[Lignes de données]

·····

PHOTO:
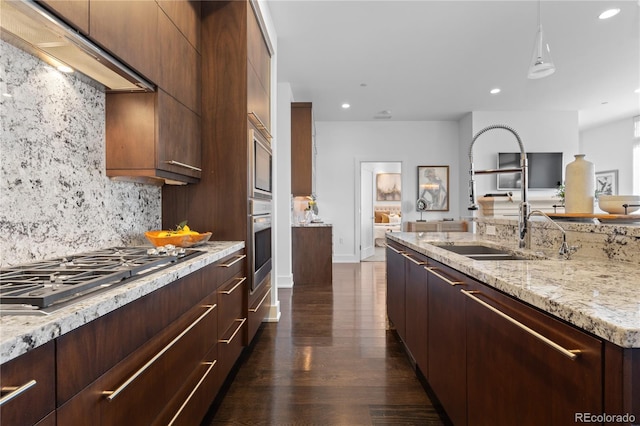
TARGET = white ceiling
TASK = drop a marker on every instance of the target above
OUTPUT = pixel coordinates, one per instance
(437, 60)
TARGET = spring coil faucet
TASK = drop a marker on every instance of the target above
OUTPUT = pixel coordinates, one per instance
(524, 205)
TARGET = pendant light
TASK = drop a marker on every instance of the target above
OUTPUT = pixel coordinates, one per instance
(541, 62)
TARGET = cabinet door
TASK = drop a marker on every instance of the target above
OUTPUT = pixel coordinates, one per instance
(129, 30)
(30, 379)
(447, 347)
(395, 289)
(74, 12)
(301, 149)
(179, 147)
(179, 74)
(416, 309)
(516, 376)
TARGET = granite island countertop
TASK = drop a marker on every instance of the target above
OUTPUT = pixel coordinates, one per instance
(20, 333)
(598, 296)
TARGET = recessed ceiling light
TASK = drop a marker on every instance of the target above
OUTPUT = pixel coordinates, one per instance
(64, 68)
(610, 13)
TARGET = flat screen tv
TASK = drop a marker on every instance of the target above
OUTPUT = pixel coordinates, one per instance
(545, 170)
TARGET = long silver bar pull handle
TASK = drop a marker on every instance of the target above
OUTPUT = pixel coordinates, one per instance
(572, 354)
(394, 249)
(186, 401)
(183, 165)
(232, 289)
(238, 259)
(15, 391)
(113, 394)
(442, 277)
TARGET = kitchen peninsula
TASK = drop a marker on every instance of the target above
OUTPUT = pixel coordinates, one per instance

·····

◆ Consigne ◆
Recopiez à l'identique les lignes ci-dessus, depuis celle qui contient « TARGET = kitchen peninsula » jusqu'à la dernière ligne incluse.

◆ Réponse attendue ◆
TARGET = kitchen peninsula
TASK = drop a marker on every instance of the target above
OUTPUT = pixel coordinates, one per instance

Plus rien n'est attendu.